TASK. In the page on useful commands and environment variables, what does the getHosts command do?

PAGE TEXT.
——————

Useful CMD's and EnvVars

CMD's:
  • ALMA
    • showRunningVersion: get the version currently deployed
    • getHosts: list all the hosts configured for the STE
  • RHEL
    • uname -a
    • lsb_release -a
    • top
    • iostat
    • w
    • netstat -npl[t]
    • uptime
    • date
EnvVars
  • ALMA
    • ACSROOT: /alma/ACS-current/ACSSW
    • ACSDATA: /alma/ACS-current/acsdata
    • TMCDB_CONFIGURATION_NAME: the TMCDB configuration to use

Patches

  • as almamgr
    1. checkout the module
    2. generate the integration root: getTemplateForDirectory INTROOT <name_of_the_patch>
    3. expor the introot variable: export INTROOT=<absolute_path_of_the_introot_generated>
    4. resource the ACS profile in order to install the patch into the introot: source $ACSROOT/config/.acs/.bash_profile.acs
    5. Within in your module: "make build" for high level modules, if there's no "build" target in the makefile, do "make clean all install"

——————

EXTRACTED MATERIAL.
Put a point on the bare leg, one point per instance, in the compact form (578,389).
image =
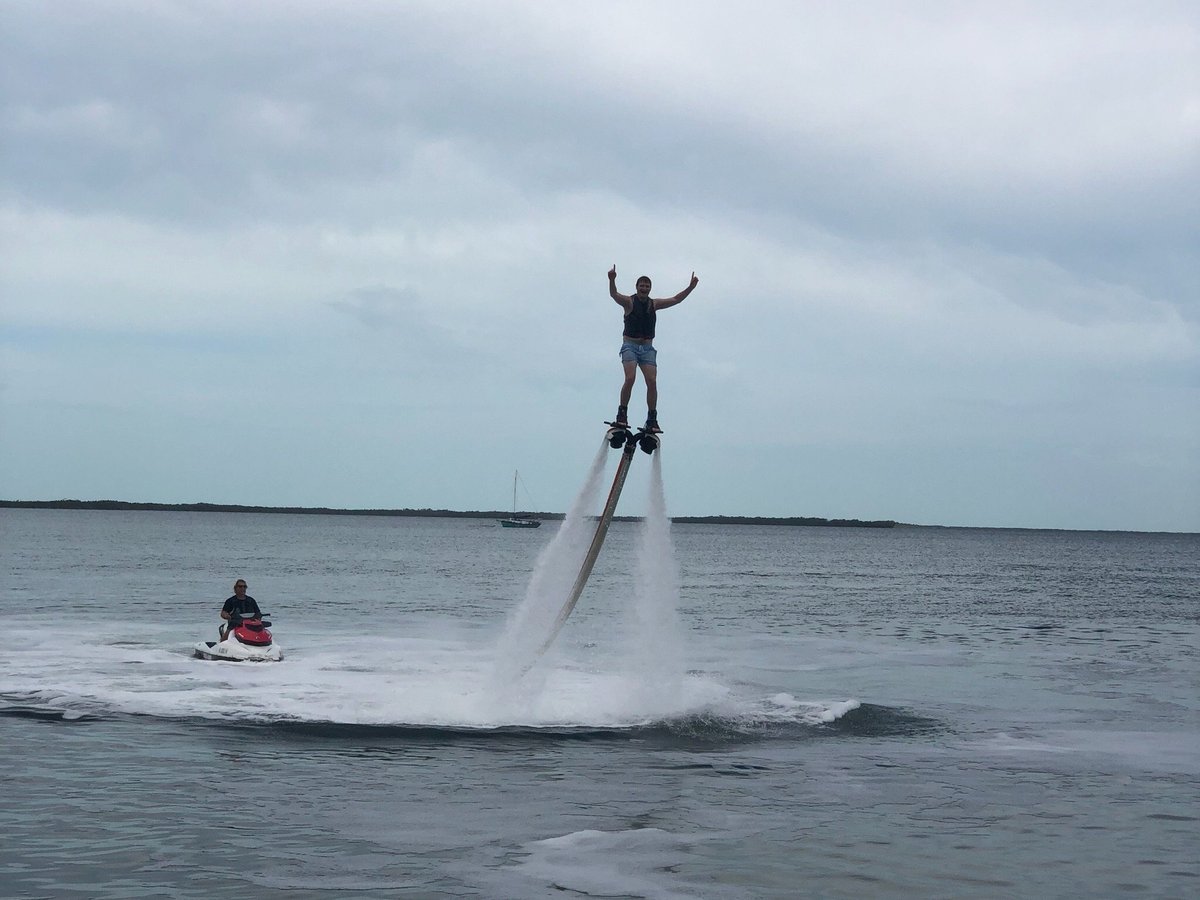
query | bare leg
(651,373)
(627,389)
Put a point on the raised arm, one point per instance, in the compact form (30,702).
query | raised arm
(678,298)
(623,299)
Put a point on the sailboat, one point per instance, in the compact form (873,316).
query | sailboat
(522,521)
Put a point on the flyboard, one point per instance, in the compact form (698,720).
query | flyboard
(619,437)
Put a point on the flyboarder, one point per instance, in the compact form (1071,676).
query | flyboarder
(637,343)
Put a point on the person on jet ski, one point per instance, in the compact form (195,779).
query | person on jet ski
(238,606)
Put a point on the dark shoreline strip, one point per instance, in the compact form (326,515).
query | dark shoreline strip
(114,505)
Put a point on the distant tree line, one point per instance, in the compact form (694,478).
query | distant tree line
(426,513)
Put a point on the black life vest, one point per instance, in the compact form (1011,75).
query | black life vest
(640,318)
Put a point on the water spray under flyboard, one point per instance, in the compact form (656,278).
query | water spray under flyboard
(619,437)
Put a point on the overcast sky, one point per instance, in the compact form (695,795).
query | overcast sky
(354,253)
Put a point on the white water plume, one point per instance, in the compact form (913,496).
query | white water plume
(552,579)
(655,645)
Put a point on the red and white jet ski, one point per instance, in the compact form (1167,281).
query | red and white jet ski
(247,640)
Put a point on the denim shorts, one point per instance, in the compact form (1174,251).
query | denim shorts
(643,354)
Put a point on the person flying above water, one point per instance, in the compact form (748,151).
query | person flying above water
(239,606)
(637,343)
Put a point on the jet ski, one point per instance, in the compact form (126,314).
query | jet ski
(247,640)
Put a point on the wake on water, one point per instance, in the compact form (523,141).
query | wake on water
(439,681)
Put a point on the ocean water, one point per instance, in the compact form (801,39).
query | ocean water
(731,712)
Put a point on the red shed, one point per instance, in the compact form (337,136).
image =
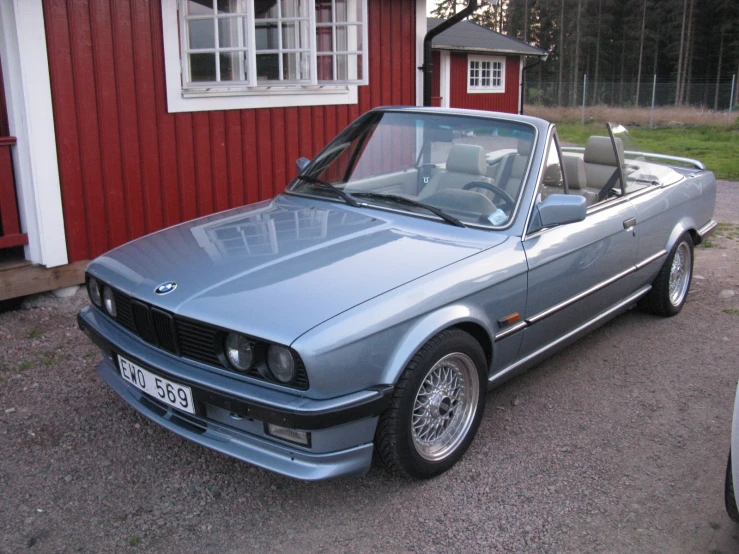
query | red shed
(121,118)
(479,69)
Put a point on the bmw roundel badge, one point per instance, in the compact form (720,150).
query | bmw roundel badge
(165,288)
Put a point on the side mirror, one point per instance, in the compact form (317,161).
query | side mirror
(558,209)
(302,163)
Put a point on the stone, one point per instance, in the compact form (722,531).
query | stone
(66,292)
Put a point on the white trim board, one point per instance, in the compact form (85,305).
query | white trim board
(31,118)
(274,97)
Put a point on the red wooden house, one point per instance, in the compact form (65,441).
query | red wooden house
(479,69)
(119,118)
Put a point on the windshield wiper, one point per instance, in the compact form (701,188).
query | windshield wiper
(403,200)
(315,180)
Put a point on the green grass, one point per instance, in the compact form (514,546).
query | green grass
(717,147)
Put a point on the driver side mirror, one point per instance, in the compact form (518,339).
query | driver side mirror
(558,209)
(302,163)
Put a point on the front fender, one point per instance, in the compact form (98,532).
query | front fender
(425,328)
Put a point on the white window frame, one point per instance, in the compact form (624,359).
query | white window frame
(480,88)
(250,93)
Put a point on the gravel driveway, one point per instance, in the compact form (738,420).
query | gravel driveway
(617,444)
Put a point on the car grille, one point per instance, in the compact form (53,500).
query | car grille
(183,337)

——————

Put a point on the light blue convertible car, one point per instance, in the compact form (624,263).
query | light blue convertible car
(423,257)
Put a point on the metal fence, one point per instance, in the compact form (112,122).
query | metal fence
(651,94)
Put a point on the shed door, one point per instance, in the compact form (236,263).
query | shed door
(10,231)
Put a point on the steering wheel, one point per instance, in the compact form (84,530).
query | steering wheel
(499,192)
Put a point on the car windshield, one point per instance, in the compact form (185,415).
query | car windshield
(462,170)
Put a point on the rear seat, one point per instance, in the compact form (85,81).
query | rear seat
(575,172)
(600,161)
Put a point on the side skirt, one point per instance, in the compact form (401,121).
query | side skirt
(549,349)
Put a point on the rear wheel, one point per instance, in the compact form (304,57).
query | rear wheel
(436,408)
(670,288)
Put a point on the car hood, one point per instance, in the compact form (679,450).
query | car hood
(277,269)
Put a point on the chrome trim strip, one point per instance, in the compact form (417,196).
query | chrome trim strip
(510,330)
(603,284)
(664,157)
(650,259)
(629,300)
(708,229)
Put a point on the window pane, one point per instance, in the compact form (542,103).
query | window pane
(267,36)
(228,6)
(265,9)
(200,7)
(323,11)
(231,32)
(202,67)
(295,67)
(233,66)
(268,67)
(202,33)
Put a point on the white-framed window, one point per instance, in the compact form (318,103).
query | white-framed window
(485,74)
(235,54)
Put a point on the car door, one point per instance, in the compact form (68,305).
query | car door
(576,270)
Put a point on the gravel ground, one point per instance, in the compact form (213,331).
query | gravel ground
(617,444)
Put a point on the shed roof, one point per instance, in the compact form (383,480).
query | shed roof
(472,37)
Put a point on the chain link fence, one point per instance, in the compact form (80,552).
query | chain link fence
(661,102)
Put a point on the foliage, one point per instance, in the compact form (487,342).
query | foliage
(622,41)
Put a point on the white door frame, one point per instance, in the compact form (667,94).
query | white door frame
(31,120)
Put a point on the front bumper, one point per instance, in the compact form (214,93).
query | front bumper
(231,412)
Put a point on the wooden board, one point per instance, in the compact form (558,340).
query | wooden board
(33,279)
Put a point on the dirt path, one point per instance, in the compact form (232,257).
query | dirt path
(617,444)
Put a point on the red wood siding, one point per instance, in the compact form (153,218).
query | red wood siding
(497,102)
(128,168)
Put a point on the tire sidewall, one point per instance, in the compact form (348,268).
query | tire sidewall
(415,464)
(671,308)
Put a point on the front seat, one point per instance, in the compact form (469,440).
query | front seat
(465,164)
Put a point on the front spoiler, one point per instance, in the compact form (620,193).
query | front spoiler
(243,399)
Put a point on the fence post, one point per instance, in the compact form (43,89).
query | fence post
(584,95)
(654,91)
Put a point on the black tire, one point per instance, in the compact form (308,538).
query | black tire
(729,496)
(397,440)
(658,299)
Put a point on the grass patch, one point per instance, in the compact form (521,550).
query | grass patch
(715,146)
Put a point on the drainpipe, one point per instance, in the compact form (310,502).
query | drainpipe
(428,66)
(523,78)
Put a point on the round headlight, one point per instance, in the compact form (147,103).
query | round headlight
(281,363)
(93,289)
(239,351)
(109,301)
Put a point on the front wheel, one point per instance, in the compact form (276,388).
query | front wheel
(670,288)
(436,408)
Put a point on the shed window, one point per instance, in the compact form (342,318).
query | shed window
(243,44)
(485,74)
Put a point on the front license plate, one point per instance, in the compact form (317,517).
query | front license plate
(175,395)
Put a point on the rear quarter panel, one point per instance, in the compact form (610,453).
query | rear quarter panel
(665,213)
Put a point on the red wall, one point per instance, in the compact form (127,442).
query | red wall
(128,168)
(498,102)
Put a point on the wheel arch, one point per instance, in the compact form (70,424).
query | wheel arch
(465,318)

——————

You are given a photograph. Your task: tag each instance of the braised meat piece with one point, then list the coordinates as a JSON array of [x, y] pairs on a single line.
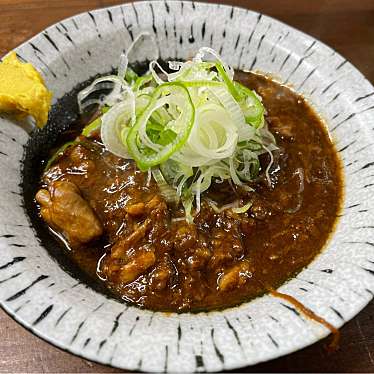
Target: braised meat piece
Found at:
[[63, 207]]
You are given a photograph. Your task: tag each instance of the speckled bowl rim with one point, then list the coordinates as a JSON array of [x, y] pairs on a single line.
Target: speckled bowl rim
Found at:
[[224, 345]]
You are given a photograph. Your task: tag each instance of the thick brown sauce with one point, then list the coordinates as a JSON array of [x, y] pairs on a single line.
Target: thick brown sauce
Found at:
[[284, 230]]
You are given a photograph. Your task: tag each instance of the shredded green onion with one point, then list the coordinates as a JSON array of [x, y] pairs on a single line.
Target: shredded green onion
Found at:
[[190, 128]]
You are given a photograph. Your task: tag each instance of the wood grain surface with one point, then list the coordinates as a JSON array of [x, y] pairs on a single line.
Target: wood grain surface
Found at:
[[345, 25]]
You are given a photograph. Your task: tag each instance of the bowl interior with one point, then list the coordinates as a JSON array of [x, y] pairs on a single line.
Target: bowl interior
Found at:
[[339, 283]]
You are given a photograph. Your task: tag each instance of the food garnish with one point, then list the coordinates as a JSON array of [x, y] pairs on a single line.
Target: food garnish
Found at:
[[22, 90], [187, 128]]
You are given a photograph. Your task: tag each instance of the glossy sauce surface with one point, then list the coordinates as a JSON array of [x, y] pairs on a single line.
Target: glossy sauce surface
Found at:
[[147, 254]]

——————

SOLVED PROBLEM. It lists all the hosts configured for the STE.